§ Requirement:
Could you set down the records below exactly as they are, with no pictures?

### Task material ###

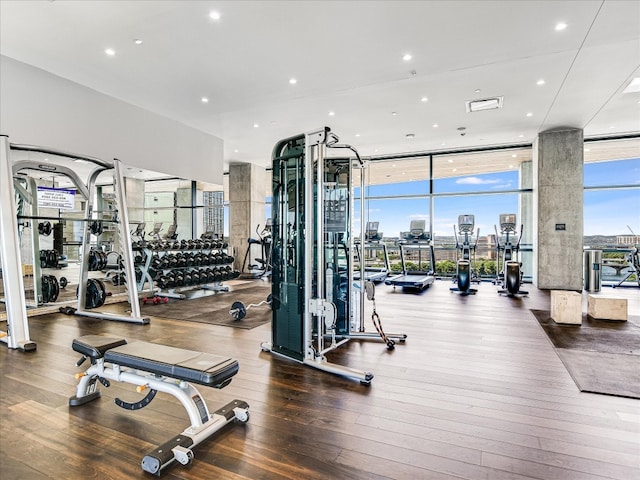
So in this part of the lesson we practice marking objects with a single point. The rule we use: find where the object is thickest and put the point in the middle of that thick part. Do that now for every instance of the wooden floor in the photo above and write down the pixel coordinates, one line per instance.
(477, 392)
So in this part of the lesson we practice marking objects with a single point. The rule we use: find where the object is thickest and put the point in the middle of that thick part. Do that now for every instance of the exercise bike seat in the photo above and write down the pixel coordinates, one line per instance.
(94, 346)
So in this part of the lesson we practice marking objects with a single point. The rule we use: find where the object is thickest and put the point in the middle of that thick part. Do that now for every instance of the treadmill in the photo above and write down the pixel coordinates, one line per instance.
(373, 241)
(415, 239)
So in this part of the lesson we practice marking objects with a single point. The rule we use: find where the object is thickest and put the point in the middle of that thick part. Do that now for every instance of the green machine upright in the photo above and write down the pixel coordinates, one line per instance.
(315, 300)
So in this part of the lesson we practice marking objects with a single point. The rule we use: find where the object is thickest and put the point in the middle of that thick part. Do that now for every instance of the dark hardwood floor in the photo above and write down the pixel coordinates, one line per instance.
(477, 392)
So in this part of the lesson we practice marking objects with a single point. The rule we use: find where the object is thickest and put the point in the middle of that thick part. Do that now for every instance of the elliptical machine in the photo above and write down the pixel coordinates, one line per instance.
(464, 272)
(261, 269)
(509, 267)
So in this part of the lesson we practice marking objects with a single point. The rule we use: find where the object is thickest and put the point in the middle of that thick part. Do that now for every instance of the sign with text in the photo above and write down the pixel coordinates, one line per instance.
(62, 198)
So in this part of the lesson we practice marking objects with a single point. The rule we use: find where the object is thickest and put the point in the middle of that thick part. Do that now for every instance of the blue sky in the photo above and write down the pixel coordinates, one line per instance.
(606, 212)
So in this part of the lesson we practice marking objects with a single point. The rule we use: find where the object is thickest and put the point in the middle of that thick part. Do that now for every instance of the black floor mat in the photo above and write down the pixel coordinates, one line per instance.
(601, 356)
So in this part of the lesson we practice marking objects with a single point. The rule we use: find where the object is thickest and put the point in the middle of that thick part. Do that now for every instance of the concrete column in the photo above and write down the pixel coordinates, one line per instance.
(558, 208)
(247, 192)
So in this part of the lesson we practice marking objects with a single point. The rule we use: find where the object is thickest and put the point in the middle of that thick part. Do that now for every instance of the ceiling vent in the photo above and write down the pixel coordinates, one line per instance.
(483, 104)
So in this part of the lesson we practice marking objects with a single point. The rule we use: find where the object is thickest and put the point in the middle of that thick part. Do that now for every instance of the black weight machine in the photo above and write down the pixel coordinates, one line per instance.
(509, 267)
(316, 302)
(416, 239)
(465, 274)
(373, 242)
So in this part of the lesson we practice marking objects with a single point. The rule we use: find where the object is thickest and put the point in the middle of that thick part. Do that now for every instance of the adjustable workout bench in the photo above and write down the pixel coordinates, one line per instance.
(154, 367)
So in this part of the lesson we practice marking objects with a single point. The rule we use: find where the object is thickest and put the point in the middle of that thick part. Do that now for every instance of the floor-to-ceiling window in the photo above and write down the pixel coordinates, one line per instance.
(612, 205)
(439, 187)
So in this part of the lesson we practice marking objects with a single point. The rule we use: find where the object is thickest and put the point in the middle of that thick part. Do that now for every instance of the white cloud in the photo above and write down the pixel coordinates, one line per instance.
(476, 181)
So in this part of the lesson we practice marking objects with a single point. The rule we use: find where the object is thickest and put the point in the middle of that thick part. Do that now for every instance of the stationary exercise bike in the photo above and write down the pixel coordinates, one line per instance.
(509, 267)
(464, 271)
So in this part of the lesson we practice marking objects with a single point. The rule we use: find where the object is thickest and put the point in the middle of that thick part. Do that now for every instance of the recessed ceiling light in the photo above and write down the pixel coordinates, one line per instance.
(633, 87)
(483, 104)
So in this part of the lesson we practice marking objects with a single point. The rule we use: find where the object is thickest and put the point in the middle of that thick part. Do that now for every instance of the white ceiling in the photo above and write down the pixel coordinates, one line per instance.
(347, 58)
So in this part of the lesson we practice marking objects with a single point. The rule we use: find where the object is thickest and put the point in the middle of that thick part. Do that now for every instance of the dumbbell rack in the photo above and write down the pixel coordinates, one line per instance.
(178, 266)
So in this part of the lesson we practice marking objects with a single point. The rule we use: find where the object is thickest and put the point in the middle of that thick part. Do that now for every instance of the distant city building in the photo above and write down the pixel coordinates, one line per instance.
(627, 239)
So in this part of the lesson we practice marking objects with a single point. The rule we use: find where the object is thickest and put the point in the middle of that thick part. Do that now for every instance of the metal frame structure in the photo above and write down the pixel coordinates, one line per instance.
(466, 253)
(315, 307)
(17, 335)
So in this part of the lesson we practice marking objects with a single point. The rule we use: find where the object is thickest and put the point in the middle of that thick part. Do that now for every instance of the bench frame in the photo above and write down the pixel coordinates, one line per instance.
(203, 423)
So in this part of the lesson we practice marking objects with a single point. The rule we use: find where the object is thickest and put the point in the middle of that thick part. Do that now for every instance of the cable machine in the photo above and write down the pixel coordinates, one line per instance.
(316, 306)
(13, 174)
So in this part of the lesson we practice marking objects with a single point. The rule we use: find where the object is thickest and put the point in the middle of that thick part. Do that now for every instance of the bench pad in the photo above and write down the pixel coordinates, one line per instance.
(94, 346)
(191, 366)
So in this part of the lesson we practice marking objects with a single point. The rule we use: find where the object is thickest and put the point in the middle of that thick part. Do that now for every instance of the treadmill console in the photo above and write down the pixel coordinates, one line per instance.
(508, 222)
(466, 223)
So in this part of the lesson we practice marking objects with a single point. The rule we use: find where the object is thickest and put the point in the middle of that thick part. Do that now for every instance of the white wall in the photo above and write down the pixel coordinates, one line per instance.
(39, 108)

###

§ Exercise result:
So in this part of the lesson we practice marking objects with a single point. The rule we use: find where the object is thickest and put the point in the middle of that thick part. Do that now for every instance of the wooden floor in the photo above and write down the pixel coordinates, one line per instance.
(477, 392)
So in this part of the lesson we practice marking objects with a single point. The rule we use: find where the object is thickest and put the point in the middle of that thick part. Do that now for every instance of the exercise bike seat in the photo above and write down the pixel coordinates, one line per instance.
(94, 346)
So in this part of the lesson we practice marking objects with a single point. The rule we use: find where the object is thickest and put the point in the middle of that thick part. Do that now for every instance of the treadmill in the photo above and write down the pixel coordinates, one line per instance.
(373, 241)
(415, 239)
So in this part of the lesson we practice marking objects with a single point. The rule we use: find where the object is thickest and put the point in the middle of that thick part. Do that now for every instance of the green machine upright in the photo above and write down the pixel coordinates, one line per instance.
(315, 300)
So in this part of the lesson we practice marking objects with a single point. The rule we use: find where the object is thickest and put the point in the middle of that thick part. Do that now for every instance of the dark hardwood floor in the photo above and write down the pixel coordinates, one line per instance.
(477, 392)
So in this part of the lesson we practice marking objects with a single point. The rule we use: find where the object is thickest and put the point in the middle of that thick part. Do that now for every instance of the elliptical machine in the photo above and write down the pixel coordinates, one line per instance.
(464, 272)
(261, 269)
(509, 267)
So in this part of the lesson we practice marking objects with a single point. The rule we use: find where the object is thickest and put the point in the middle of that thick part. Do that now for every instance of the sign with text in the photo above and write down the pixel coordinates, one line per instance.
(62, 198)
So in this part of the lesson we practice marking objects with a single point. The rule we use: find where the object is thickest and put the point in the middle of that thick part. Do that now for every instance of the blue sky in the photo above and write down the pixel coordinates, one line per instance.
(606, 212)
So in this part of the lesson we practice marking objects with a single point. The rule we use: find where the object is thickest and put the point in the middle of that thick part. Do that now for every instance of the black floor mat in the photo above and write down the pixel coordinates, one line per instance.
(601, 356)
So in this part of the lesson we practice marking objects with a single point. The rule we use: find where the object is thickest and put the point in the middle of that thick part. Do that now for every instance of the concrete column in the photo above and write down the pixel coordinates, one line per instance.
(558, 208)
(247, 192)
So in this part of the lesson we practice marking objects with a single point. The rule we use: find where the object is thickest and put the point in the middle of that thick part. Do that now for every instance of the ceiling vent in the photo above and write down the pixel coordinates, one line per instance.
(483, 104)
So in this part of the lesson we practice marking objects with a single point. The rule we use: find where the object is thickest and put the point in the middle of that thick part. Do that now for every instance of the black weight machine in the photo above and write down the pixel coordinates, one line per instance.
(509, 267)
(316, 302)
(416, 239)
(465, 274)
(373, 242)
So in this part of the lesson we practice marking objects with a single point. The rule we use: find where the object is thickest and put the point in the middle of that thick part. Do that now for every instance of the adjustable workout bench in the photo above and write down the pixel coordinates, one line per instance.
(154, 367)
So in this part of the lesson we practice marking objects with a single point. The rule we use: find where the object is thickest and put the point in the middle of that thick part. Do that now for every instance of the floor-to-ceiling window in the photo above and write down the pixel coordinates, one line per instance.
(612, 205)
(439, 187)
So in this part of the lesson we practice marking objects with a single point. The rule we use: find where the object is thickest and put the point in the middle of that thick part. Do that now for every instance of the white cloud in the photo above and write down the pixel coordinates, one line per instance.
(476, 181)
So in this part of the lesson we practice marking objects with a single point. The rule we use: find where the object is thickest and put the point in the middle of that thick part. Do that now for every instance of the stationary exercise bike in the photo above and write down the pixel coordinates, one line per instance.
(509, 267)
(464, 271)
So in this part of the lesson we practice marking objects with a single point. The rule we use: find where the object is thickest and put the point in the middle of that thick part. Do that now for every instance of the recessed ceiling light in the photo above and write down the pixel coordinates, one line per instance.
(633, 87)
(483, 104)
So in this part of the lesson we practice marking objects with a single point. The rule we use: find where the object is thickest and put the point in the middle of that thick part. Do that now for every instance of the white ceiling in the photo above and write down the pixel coordinates, one line per instance.
(347, 58)
So in this part of the lesson we practice marking objects with a single point. The rule we use: find where the object is thickest and put the point in the middle of that thick part. Do that now for every instance of the dumbbell rack in the photo above and write down the pixel coordinates, one line per instance.
(178, 266)
So in this part of the lesson we practice marking objects with a single point. The rule we use: find where the object is thickest and put the point in the middle of that thick part. Do that now for every instance of the distant city building in the photo above and write down the pixel coordinates, one line per instance.
(627, 239)
So in this part of the lesson we practice marking objects with a single point. The rule we use: find where the object is thickest and put the point in the middle of that thick part. Do that now for every instance of the metal frame structure in the photo above and write down the pixel coordinates, one line per instance.
(466, 253)
(315, 307)
(17, 335)
So in this part of the lesson we practice marking objects with a single point. The rule we use: find where the object is thickest and put the point in the middle of that thick part. Do that now for every instance of the bench frame in the photo above and write down the pixel coordinates, one line per instance.
(203, 423)
So in this part of the lesson we practice marking objects with a single point. The rule we use: find where the object is thickest and put the point in the middle of that thick part. Do that now for every instance of the cable machine in the photo above and write down the pixel coordinates, one line per instance.
(316, 306)
(13, 174)
So in this part of the lesson we practice marking objects with a single point. The rule we use: find where the object is thickest and put the point in the middle of that thick part. Do that now for every instance of the bench pad in the photo above and write down the pixel coordinates, one line per instance.
(94, 346)
(191, 366)
So in this part of the lesson we practice marking objects with a single point. The rule we use: find where the object is thickest and put the point in the middle of that thick part. Do that now for every instance of the treadmill console in the photo above and write down the pixel coordinates, one line per instance.
(508, 222)
(466, 223)
So in this part of the lesson we practice marking objects with a single point. The rule we use: find where the object is thickest and put the point in the middle of that thick part. Do that now for every instance of the white wall in the photo above and write down the pixel coordinates, one line per instance.
(39, 108)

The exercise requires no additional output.